Dataset excerpts
--- START ---

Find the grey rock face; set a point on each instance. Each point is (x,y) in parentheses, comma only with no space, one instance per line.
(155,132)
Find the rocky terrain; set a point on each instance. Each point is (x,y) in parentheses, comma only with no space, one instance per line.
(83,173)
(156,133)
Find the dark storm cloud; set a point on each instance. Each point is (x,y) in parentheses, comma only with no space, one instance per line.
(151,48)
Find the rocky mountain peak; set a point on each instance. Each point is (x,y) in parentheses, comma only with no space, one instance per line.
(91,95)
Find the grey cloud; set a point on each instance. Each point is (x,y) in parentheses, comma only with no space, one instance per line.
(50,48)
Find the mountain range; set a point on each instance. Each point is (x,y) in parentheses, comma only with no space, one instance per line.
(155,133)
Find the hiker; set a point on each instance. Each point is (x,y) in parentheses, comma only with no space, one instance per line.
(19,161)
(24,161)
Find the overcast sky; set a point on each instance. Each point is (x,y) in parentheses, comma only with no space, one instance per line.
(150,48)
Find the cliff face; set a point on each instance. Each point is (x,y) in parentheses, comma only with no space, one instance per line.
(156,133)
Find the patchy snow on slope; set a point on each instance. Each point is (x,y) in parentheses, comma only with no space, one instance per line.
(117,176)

--- END ---

Given request
Write out again only the part of the records that opens with the line containing "Find the overcast" and runs through the end of the records, swapping "cliff face" for "rock wall" and changing nothing else.

Result of the task
Find the overcast sky; set a point on each instance. Each point is (x,y) in parentheses, comma only with no space, one instance per line.
(150,48)
Find the rock wall; set a point on each instance. Each point is (x,y) in parentheses, comma only with no space, one instance per line.
(156,133)
Find the patchy snow on slope; set a point on each instance. Each point is (x,y) in parentheses, comma only with no space, one instance per line.
(117,176)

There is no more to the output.